> [Task instructions]: How many lines in the records below contain the string "image"? Case counts. Reply with the number only.

--- begin Supplied data ---

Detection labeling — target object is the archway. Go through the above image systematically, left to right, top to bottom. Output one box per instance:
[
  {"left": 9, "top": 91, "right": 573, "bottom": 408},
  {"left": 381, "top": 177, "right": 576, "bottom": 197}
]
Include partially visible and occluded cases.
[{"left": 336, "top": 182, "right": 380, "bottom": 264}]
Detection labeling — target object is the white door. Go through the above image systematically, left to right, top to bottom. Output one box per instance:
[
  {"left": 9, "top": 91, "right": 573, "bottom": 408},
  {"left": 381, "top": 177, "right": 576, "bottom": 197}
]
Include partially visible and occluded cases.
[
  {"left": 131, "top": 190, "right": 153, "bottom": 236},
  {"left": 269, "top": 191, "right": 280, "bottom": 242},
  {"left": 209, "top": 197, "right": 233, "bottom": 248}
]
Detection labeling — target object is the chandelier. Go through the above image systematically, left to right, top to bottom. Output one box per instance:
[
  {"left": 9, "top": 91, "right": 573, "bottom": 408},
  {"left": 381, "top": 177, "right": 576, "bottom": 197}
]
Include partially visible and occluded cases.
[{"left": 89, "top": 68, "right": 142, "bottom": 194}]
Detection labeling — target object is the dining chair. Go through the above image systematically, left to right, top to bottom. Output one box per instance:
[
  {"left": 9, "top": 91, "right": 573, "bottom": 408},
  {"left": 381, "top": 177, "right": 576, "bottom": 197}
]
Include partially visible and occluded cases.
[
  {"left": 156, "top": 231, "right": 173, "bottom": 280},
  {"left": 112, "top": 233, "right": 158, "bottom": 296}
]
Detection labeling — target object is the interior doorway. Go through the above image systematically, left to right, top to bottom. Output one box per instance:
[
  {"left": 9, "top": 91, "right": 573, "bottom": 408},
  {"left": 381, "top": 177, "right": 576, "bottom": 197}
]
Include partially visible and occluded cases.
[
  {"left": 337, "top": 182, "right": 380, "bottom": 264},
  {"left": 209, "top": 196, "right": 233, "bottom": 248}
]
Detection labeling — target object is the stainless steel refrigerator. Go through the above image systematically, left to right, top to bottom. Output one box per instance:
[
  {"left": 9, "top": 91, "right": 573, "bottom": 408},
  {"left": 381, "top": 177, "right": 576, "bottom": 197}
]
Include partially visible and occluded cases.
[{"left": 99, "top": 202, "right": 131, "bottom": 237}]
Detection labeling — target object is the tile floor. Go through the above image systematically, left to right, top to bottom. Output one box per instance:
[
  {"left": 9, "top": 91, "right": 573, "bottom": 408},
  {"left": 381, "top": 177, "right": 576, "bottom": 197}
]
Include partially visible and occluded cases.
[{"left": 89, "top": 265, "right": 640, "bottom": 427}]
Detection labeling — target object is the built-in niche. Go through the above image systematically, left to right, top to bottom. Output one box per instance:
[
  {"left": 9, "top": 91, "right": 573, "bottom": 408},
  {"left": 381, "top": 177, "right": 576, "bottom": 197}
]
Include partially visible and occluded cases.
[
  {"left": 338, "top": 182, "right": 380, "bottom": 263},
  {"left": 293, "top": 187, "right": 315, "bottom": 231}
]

--- end Supplied data ---

> [Task answer]: 8